◆ EXCERPTED RECORDS:

★ ★ ★ ★

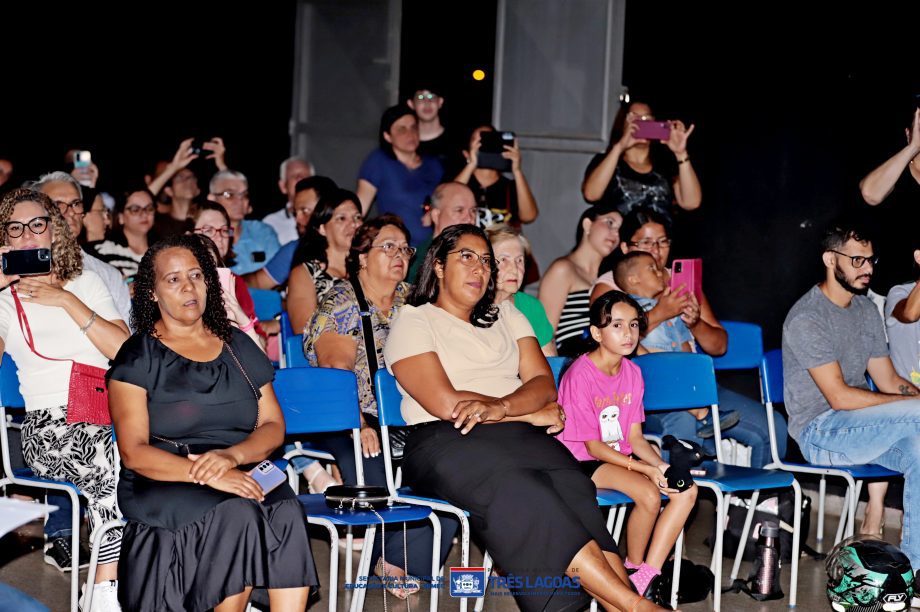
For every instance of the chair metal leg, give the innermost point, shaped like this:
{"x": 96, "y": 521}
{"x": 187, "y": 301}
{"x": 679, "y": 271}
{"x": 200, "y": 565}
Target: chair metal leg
{"x": 364, "y": 567}
{"x": 745, "y": 530}
{"x": 487, "y": 564}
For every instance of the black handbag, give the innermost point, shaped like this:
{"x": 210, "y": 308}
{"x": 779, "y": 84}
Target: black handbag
{"x": 356, "y": 497}
{"x": 398, "y": 435}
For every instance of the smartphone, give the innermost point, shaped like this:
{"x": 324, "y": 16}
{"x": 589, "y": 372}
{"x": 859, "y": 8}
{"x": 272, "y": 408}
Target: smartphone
{"x": 492, "y": 145}
{"x": 688, "y": 272}
{"x": 268, "y": 476}
{"x": 26, "y": 262}
{"x": 82, "y": 159}
{"x": 653, "y": 130}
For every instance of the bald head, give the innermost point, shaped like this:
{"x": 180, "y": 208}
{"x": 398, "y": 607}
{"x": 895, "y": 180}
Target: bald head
{"x": 452, "y": 204}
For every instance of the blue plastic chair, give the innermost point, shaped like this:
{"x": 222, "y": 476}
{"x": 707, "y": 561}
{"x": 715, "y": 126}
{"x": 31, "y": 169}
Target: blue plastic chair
{"x": 293, "y": 352}
{"x": 771, "y": 381}
{"x": 318, "y": 400}
{"x": 11, "y": 398}
{"x": 676, "y": 381}
{"x": 267, "y": 303}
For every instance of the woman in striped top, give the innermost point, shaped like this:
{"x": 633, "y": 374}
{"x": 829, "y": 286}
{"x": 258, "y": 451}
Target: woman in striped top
{"x": 565, "y": 288}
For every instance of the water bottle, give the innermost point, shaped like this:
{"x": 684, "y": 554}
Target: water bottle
{"x": 766, "y": 579}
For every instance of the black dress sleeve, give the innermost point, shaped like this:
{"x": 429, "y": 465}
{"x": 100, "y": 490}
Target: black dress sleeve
{"x": 252, "y": 358}
{"x": 133, "y": 363}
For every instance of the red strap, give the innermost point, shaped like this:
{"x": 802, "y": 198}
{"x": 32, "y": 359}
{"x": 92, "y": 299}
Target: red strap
{"x": 27, "y": 331}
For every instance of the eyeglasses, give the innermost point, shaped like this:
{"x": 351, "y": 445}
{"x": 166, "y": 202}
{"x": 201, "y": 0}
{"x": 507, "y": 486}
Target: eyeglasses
{"x": 390, "y": 249}
{"x": 232, "y": 195}
{"x": 858, "y": 261}
{"x": 136, "y": 211}
{"x": 75, "y": 206}
{"x": 647, "y": 244}
{"x": 15, "y": 229}
{"x": 469, "y": 258}
{"x": 210, "y": 232}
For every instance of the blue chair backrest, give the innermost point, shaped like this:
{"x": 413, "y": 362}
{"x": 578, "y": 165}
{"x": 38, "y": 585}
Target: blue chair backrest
{"x": 286, "y": 330}
{"x": 557, "y": 364}
{"x": 771, "y": 376}
{"x": 745, "y": 347}
{"x": 676, "y": 381}
{"x": 267, "y": 303}
{"x": 293, "y": 352}
{"x": 316, "y": 400}
{"x": 10, "y": 396}
{"x": 389, "y": 399}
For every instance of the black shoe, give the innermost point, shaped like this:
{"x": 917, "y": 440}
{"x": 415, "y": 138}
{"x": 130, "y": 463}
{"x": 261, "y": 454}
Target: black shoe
{"x": 57, "y": 554}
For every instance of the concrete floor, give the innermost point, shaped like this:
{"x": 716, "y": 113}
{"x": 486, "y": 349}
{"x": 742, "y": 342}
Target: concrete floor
{"x": 22, "y": 566}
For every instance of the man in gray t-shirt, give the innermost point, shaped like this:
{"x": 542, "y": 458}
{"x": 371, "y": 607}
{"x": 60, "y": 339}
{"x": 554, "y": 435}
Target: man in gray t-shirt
{"x": 832, "y": 336}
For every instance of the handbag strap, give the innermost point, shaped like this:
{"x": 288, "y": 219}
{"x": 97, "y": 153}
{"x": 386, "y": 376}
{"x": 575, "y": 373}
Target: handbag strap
{"x": 26, "y": 329}
{"x": 370, "y": 346}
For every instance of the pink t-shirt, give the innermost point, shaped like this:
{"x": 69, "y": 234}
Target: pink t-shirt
{"x": 600, "y": 407}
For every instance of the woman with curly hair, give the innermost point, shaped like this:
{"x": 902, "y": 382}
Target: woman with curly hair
{"x": 192, "y": 420}
{"x": 72, "y": 316}
{"x": 481, "y": 395}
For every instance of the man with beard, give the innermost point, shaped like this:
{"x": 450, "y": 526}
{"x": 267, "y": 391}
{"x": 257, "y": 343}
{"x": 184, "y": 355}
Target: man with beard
{"x": 832, "y": 336}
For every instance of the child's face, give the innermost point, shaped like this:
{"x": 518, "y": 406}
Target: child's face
{"x": 649, "y": 280}
{"x": 621, "y": 335}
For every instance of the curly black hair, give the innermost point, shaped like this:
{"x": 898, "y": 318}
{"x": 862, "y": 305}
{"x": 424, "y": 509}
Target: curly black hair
{"x": 145, "y": 312}
{"x": 485, "y": 313}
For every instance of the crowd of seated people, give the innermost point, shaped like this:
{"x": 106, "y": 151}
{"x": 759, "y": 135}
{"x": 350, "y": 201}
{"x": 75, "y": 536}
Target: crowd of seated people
{"x": 443, "y": 287}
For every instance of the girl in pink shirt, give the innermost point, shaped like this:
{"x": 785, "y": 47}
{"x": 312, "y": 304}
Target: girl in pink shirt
{"x": 602, "y": 396}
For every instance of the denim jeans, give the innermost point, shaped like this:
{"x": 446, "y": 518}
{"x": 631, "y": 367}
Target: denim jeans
{"x": 751, "y": 429}
{"x": 887, "y": 434}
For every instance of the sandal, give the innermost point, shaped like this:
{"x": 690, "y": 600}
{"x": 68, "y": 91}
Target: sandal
{"x": 398, "y": 586}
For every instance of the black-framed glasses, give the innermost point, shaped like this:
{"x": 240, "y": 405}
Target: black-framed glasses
{"x": 469, "y": 258}
{"x": 858, "y": 261}
{"x": 75, "y": 206}
{"x": 649, "y": 243}
{"x": 210, "y": 232}
{"x": 37, "y": 225}
{"x": 390, "y": 249}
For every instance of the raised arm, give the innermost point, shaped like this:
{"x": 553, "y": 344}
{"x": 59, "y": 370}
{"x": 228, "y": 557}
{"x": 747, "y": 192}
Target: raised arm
{"x": 878, "y": 184}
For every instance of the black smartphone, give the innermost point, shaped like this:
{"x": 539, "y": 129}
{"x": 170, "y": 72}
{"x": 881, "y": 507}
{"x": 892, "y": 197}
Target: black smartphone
{"x": 26, "y": 262}
{"x": 492, "y": 145}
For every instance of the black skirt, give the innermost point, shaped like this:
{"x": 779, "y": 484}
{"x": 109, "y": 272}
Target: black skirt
{"x": 238, "y": 543}
{"x": 528, "y": 499}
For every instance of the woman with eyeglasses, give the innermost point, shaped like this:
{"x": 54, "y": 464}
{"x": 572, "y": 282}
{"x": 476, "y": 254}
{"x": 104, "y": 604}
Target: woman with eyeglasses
{"x": 630, "y": 175}
{"x": 565, "y": 287}
{"x": 212, "y": 221}
{"x": 321, "y": 253}
{"x": 483, "y": 402}
{"x": 378, "y": 260}
{"x": 130, "y": 236}
{"x": 71, "y": 316}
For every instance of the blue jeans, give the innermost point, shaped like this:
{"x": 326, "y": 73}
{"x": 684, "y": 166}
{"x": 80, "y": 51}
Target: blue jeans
{"x": 751, "y": 429}
{"x": 888, "y": 434}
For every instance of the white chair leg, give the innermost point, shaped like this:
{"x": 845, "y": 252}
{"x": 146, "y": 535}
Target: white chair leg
{"x": 745, "y": 530}
{"x": 364, "y": 567}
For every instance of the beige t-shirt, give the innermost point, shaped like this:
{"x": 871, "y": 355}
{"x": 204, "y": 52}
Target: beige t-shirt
{"x": 481, "y": 359}
{"x": 43, "y": 383}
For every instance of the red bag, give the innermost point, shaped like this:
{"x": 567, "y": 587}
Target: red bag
{"x": 87, "y": 397}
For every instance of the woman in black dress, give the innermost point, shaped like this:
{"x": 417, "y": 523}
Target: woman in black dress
{"x": 194, "y": 410}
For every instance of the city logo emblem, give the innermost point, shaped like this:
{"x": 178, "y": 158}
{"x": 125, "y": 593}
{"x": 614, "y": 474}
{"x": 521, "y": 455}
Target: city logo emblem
{"x": 467, "y": 581}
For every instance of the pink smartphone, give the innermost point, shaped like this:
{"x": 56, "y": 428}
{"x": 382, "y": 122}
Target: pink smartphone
{"x": 688, "y": 272}
{"x": 268, "y": 476}
{"x": 226, "y": 280}
{"x": 653, "y": 130}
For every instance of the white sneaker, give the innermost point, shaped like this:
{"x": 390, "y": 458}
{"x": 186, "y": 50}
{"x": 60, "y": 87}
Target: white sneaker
{"x": 105, "y": 597}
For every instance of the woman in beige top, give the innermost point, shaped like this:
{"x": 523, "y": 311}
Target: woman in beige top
{"x": 481, "y": 394}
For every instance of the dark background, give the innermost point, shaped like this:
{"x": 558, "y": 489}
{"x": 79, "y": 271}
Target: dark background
{"x": 792, "y": 106}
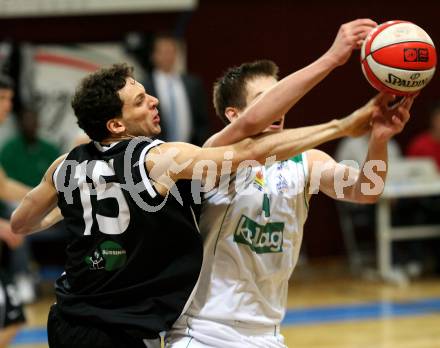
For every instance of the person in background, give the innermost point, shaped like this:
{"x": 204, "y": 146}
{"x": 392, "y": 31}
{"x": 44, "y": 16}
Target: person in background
{"x": 183, "y": 101}
{"x": 427, "y": 144}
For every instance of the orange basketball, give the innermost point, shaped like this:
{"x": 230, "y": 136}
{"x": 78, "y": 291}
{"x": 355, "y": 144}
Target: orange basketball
{"x": 398, "y": 57}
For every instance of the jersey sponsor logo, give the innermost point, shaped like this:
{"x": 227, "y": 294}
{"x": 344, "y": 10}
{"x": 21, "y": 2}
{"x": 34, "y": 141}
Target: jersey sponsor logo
{"x": 259, "y": 180}
{"x": 109, "y": 256}
{"x": 262, "y": 239}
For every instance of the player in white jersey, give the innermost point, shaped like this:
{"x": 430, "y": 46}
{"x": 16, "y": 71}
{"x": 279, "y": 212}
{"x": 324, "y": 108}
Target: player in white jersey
{"x": 252, "y": 223}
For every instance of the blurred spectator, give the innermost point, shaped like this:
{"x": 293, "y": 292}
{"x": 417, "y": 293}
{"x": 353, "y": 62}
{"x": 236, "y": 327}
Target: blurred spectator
{"x": 183, "y": 108}
{"x": 26, "y": 157}
{"x": 427, "y": 144}
{"x": 10, "y": 305}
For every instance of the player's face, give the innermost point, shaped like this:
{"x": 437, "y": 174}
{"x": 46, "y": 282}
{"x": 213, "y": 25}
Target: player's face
{"x": 139, "y": 112}
{"x": 255, "y": 88}
{"x": 6, "y": 96}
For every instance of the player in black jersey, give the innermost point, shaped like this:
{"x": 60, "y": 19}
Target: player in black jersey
{"x": 11, "y": 311}
{"x": 135, "y": 255}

★ ★ ★ ★

◆ EXERCISE: Starting at the line containing "For every instance of the player in white" and ending at the last line of the entries, write those lines out again, requests included. Multiply every answer coordinate by 1.95 and round each to the nearest whole number, with halves rounding up, but leave the numbers in the requests and their format samples unchanged.

◆ RESPONSE:
For every instance of the player in white jersey, give the innermost point, shaped like this:
{"x": 430, "y": 46}
{"x": 16, "y": 71}
{"x": 279, "y": 212}
{"x": 324, "y": 108}
Target: player in white jersey
{"x": 491, "y": 435}
For every instance of the blurred spectator, give the innermost point, shaped like this:
{"x": 293, "y": 292}
{"x": 417, "y": 293}
{"x": 353, "y": 62}
{"x": 236, "y": 327}
Target: blurred spectator
{"x": 357, "y": 211}
{"x": 51, "y": 306}
{"x": 833, "y": 281}
{"x": 20, "y": 595}
For every instance of the player's face, give the innermost point, shaped like this:
{"x": 437, "y": 174}
{"x": 46, "y": 282}
{"x": 213, "y": 25}
Target: player's face
{"x": 271, "y": 218}
{"x": 497, "y": 172}
{"x": 12, "y": 187}
For every instance of the player in black jersey, give the innermost point, shaped like this:
{"x": 60, "y": 19}
Target: player in black jersey
{"x": 21, "y": 606}
{"x": 263, "y": 497}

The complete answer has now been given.